**WRITTEN PROBLEM:**
Rewrite the data below, changing every "one dot per instance" to "one point per instance" and keeping everything else unchanged.

**EXTRACTED DATA:**
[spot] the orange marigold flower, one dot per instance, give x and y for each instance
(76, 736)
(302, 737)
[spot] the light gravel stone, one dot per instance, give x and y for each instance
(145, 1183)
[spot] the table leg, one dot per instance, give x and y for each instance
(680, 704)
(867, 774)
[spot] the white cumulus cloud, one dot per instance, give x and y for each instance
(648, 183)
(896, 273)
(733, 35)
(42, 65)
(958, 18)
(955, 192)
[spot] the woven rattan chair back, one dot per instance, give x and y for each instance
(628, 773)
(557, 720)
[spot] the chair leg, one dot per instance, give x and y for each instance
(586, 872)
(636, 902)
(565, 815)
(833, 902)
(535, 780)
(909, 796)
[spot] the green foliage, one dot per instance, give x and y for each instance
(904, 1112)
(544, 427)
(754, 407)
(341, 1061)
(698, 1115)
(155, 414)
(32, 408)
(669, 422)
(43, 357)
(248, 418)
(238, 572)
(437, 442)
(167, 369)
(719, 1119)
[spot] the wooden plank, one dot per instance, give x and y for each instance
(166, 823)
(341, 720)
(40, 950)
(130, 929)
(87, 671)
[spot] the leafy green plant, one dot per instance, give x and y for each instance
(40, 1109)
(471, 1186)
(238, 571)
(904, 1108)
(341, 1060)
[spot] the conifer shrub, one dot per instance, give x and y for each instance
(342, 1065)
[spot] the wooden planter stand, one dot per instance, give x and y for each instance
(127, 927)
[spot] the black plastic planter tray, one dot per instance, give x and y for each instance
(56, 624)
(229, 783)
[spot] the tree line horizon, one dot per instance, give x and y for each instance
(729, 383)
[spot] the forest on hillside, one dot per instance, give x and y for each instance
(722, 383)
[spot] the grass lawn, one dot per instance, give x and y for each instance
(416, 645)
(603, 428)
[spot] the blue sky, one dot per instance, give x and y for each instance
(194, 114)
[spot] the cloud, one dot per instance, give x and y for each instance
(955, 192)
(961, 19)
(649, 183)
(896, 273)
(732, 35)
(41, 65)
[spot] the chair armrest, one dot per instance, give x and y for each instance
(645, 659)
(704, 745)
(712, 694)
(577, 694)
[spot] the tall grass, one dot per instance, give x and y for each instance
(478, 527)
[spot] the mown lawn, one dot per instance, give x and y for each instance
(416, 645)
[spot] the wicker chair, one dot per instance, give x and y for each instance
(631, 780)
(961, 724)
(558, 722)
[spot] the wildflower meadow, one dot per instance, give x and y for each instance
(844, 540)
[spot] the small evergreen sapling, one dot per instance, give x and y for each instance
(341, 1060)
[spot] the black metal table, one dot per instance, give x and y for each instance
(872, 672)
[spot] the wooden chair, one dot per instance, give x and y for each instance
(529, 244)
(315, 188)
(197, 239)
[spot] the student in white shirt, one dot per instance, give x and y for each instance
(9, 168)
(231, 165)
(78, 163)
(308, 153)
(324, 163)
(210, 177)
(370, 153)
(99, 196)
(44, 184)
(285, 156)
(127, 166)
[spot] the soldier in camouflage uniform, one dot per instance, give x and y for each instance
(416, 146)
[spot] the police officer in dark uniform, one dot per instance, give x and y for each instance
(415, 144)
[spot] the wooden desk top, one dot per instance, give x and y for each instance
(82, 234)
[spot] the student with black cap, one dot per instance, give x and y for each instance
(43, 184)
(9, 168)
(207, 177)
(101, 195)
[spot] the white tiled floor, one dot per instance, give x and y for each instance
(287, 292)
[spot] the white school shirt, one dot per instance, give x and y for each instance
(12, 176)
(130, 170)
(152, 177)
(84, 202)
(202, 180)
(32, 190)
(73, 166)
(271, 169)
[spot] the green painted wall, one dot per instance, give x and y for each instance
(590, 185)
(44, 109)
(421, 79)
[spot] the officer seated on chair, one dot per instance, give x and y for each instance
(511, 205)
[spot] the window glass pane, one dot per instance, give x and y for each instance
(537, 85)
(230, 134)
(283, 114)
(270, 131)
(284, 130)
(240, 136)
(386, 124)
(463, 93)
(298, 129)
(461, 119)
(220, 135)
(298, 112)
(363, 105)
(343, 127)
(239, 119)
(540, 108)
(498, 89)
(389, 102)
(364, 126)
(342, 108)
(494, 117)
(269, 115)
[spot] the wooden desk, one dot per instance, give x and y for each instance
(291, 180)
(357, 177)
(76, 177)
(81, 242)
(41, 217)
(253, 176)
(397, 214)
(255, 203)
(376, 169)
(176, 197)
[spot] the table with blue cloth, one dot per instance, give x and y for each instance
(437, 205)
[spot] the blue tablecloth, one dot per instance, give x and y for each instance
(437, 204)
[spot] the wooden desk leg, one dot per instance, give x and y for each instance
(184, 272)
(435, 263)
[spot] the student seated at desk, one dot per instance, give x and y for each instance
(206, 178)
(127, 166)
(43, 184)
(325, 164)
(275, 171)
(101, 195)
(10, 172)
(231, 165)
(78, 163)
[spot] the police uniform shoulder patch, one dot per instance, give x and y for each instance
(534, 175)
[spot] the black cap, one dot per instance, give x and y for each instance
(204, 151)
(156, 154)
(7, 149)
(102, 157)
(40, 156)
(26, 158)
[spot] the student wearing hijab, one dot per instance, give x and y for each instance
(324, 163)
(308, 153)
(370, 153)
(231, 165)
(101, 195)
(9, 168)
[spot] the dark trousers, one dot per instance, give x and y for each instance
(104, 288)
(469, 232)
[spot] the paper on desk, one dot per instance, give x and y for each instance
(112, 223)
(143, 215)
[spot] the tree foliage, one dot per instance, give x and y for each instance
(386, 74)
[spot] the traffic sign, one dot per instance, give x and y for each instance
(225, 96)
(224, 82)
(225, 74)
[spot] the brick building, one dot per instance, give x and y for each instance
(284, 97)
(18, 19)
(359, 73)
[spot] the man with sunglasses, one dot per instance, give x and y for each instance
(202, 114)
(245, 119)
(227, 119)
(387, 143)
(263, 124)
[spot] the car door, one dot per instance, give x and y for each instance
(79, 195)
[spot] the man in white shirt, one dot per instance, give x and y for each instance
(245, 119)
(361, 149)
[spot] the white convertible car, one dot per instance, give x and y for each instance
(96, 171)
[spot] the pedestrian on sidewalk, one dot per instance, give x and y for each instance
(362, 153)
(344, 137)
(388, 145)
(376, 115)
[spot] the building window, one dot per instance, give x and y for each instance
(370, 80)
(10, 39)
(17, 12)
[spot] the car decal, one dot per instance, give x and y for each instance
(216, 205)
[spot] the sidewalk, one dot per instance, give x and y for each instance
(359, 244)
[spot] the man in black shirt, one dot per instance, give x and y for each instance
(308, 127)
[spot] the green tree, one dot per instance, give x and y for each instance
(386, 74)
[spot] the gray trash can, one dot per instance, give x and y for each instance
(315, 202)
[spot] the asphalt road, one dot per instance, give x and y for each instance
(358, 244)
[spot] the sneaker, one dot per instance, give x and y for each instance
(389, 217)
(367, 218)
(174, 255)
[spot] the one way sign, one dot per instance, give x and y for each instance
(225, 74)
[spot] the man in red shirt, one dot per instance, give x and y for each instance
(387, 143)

**COMPLETE RESPONSE:**
[spot] the orange marigold flower, one point per instance, give x and y for each instance
(76, 736)
(302, 737)
[spot] the light gravel stone, one point per instance, give x and y for each instance
(145, 1183)
[spot] the table leg, one point per instance, give x and y for each instance
(680, 704)
(867, 774)
[spot] the white cumulus cloud, one point per instance, give x and y for each instance
(648, 183)
(896, 273)
(733, 35)
(42, 65)
(958, 18)
(955, 192)
[spot] the woven rattan chair back, one point per instance, give x and y for each instance
(628, 773)
(557, 720)
[spot] the chair leg, one point per instance, give x and y for each instance
(586, 872)
(636, 902)
(565, 815)
(833, 902)
(535, 780)
(909, 796)
[spot] the green foliage, one point per instance, give x and y for each instance
(904, 1112)
(544, 427)
(754, 407)
(341, 1061)
(698, 1115)
(155, 414)
(32, 408)
(669, 422)
(43, 357)
(248, 418)
(238, 572)
(437, 442)
(167, 369)
(719, 1119)
[spot] the wooden plank, one point per instance, give x and y for each instance
(166, 823)
(341, 720)
(40, 950)
(130, 929)
(87, 671)
[spot] the leafy green plant, one point per instance, give x and y for each instance
(40, 1109)
(471, 1186)
(238, 571)
(904, 1108)
(341, 1060)
[spot] the conifer shrub, one point per instance, give x and y for each instance
(342, 1065)
[spot] the wooden planter stand, one point per instance, give x and y for each instance
(127, 927)
[spot] the black plastic planter tray, one point per instance, give x and y for each instance
(56, 624)
(229, 783)
[spot] the tree line horizon, one point per instance, give x and y for each instance
(729, 383)
[spot] the forest on hillside, one point per instance, give x and y for each instance
(722, 383)
[spot] the grass lawn, one point per instance, give x and y for each instance
(416, 645)
(603, 428)
[spot] the blue sky, one point per instance, give x and y for each instance
(194, 114)
[spot] the cloud, one point per instance, give x and y for each instance
(955, 192)
(961, 19)
(649, 183)
(896, 273)
(732, 35)
(41, 65)
[spot] the chair armrest, one point per instance, give x and y for each instance
(645, 659)
(704, 745)
(712, 694)
(577, 694)
[spot] the tall grass, one point per instance, give x and y for each instance
(478, 527)
[spot] the mown lawn, one point per instance, give x and y for each instance
(416, 645)
[spot] the wicker chair, one point per instance, give x and y for each instance
(631, 780)
(961, 724)
(558, 722)
[spot] the wildflower meadow, one point per instance, give x and y for each instance
(844, 540)
[spot] the small evergreen sapling, one point per instance, give x and y for each instance
(341, 1060)
[spot] the black metal table, one point per instance, give x and y for each instance
(872, 672)
[spot] the wooden chair, one point per instance, give x and y for each instance
(529, 244)
(315, 188)
(197, 239)
[spot] the student in white shirt, one point per instance, give x and y for each instance
(9, 168)
(231, 165)
(78, 163)
(308, 153)
(324, 163)
(210, 177)
(370, 153)
(99, 196)
(44, 184)
(285, 156)
(127, 166)
[spot] the soldier in camouflage uniform, one point per instance, give x and y for each instance
(416, 146)
[spot] the police officer in dark uniform, one point per instance, give x and y for each instance
(415, 144)
[spot] the wooden desk top, one point per instance, give x and y for each instance
(82, 234)
[spot] the student with black cap, one point per instance, give x and y for each instance
(43, 184)
(9, 168)
(207, 177)
(101, 195)
[spot] the white tiled floor, one point per instance, give x and y for each instance
(287, 292)
[spot] the white school shirt, one point per instance, give x and y for each instance
(12, 176)
(130, 170)
(152, 177)
(84, 202)
(202, 180)
(32, 190)
(73, 166)
(271, 169)
[spot] the green painted wall, one point per instance, give x and y for each instance
(590, 185)
(44, 109)
(421, 79)
[spot] the officer seated on chair, one point per instance, give x and y for each instance
(511, 205)
[spot] the window glass pane, one point per instance, give x and y for each instance
(537, 85)
(230, 134)
(283, 114)
(270, 131)
(284, 130)
(240, 136)
(386, 124)
(463, 93)
(298, 129)
(461, 119)
(220, 135)
(298, 112)
(363, 105)
(343, 127)
(239, 119)
(540, 108)
(498, 89)
(389, 102)
(364, 126)
(342, 108)
(494, 117)
(269, 115)
[spot] the wooden desk, one point per instance, give x and y for each instance
(291, 180)
(357, 177)
(76, 177)
(81, 242)
(41, 217)
(253, 176)
(397, 214)
(255, 203)
(376, 169)
(176, 197)
[spot] the table with blue cloth, one point per instance, give x and y for each instance
(437, 205)
[spot] the blue tablecloth, one point per instance, give x and y for each instance
(437, 204)
[spot] the wooden desk leg, one point per instance, give x and y for each instance
(184, 272)
(435, 263)
[spot] the student seated at desk, one point per instance, give x and y for each instance
(206, 178)
(127, 166)
(43, 184)
(325, 164)
(275, 171)
(101, 195)
(10, 172)
(231, 165)
(78, 163)
[spot] the police uniform shoulder patch, one point per instance, give x and y for each instance
(534, 175)
[spot] the black cap, one point per instance, give x and y for each instance
(204, 151)
(156, 154)
(7, 149)
(102, 157)
(40, 156)
(26, 158)
[spot] the student wearing hijab, one point per instance, give x and y for each instance
(324, 163)
(308, 153)
(370, 153)
(231, 165)
(101, 195)
(9, 168)
[spot] the dark trousers, one point per instance, give x and y for each instance
(104, 288)
(469, 232)
[spot] the paper on desk, one point per instance, give x and y for each instance
(112, 223)
(143, 215)
[spot] the tree foliage, one point per instance, give x and y for each instance
(386, 74)
[spot] the traffic sign, one point per instance, give x and y for each instance
(225, 96)
(224, 82)
(225, 74)
[spot] the brick building, one point per instance, give x and y for each instance
(284, 97)
(18, 19)
(359, 73)
[spot] the man with sunglasses, one point per instance, give x and y for each instance
(202, 114)
(245, 119)
(227, 119)
(387, 143)
(263, 124)
[spot] the car door, one point per instance, give x and y for each instance
(79, 195)
[spot] the man in white shirt, one point per instance, give x and y for each instance
(245, 119)
(361, 149)
[spot] the white convertible car, one point per instance, give x and y for each instance
(96, 171)
[spot] the pedestrian on sidewalk, one point per instance, give x and y for each instance
(362, 153)
(344, 137)
(388, 145)
(376, 115)
[spot] the building window, one point per instance, give x and y for each instance
(370, 80)
(10, 39)
(17, 12)
[spot] the car decal, one point per instance, give x and y for each instance
(216, 205)
[spot] the sidewalk, one point per instance, give x and y for each instance
(359, 244)
[spot] the man in black shirt, one point per instance, give x and y for each instance
(308, 127)
[spot] the green tree, one point per instance, give x and y for each instance
(386, 74)
[spot] the gray trash can, one point per instance, give x and y for each instance
(315, 202)
[spot] the asphalt road, one point per instance, give x and y for each instance
(358, 244)
[spot] the sneaker, one point per instance, give x and y for each instance
(389, 217)
(367, 218)
(174, 255)
[spot] the one way sign, one point per instance, give x and y for each instance
(225, 74)
[spot] the man in red shirt, one point per instance, give x and y for each instance
(387, 143)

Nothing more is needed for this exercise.